Wednesday, June 27, 2012

Deep Discounts on Fabulous Furballs: Get Yours Now!

Sorry I’ve been MIA. But you can see in the photo who’s been in charge of the computer lately.

This is Zuzu (my nickname for her), who was staying with us while her person vacationed. She wanted me to give you a heads-up that June is Adopt-A-Shelter-Cat Month.

It’s Adopt-A-Shelter-Cat Month because this is the season when unexpected litters of kittens overwhelm shelters across this country. Most shelters counter the situation by offering incredible deals to folks willing to adopt a feline, old or young. Some shelters are even GIVING away cats.

I realize there aren’t many days remaining in the month, but if you’ve been thinking about adopting a furball, now is the perfect time.

“The smallest feline is a masterpiece.”
—Leonardo da Vinci


Thursday, June 21, 2012

Pets in the Workplace: Enjoyment Up, Stress Down

Tomorrow is the 14th annual observation of Take Your Dog to Work Day. (Actually, for those of you feeling snubbed because you have an iguana or rabbit at home instead of a pooch, this entire week is apparently Take Your Pet to Work Week.)

But since it’s (temporarily) All About Cats here at Lull Central, I thought we could direct our focus to the mixed-species household, the one that embraces both cats and dogs. After the dog has been taken to work tomorrow, what is the feline thinking? What happens in the dog’s absence? Here are a few ideas from Stanley, the spokescat for the CATalyst Council:

1. Your midday nap will not be interrupted by incessant, frenzied yapping sparked by the mail carrier’s arrival. Or a squirrel in the yard. Or the wind blowing the tree leaves. Or absolutely nothing at all.
2. No sliding in the drool puddles left behind on the tile floor.
3. You’ll finally get to eat your own food. All of it. No sharing.
4. A rare opportunity to use the dog bed as a scratching post. Or litter box—it’s your choice.

- [Information shown]:
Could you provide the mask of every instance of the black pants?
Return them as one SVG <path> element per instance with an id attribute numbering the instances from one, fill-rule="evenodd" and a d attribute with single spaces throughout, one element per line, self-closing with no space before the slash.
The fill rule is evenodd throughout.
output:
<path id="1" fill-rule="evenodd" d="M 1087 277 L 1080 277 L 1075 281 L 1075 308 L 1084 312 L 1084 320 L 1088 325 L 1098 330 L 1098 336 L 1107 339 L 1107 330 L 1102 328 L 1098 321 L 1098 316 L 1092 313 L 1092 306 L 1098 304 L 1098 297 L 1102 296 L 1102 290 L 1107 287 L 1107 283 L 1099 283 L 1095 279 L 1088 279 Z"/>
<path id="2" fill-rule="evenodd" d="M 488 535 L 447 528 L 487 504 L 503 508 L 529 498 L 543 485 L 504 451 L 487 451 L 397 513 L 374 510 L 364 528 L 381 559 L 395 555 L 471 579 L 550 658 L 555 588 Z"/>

- [The exercise]: According to the blog posts, why is June Adopt-A-Shelter-Cat Month? Answer from the blog posts alone.

- [Task output]: It is the season when unexpected litters of kittens overwhelm shelters across the country.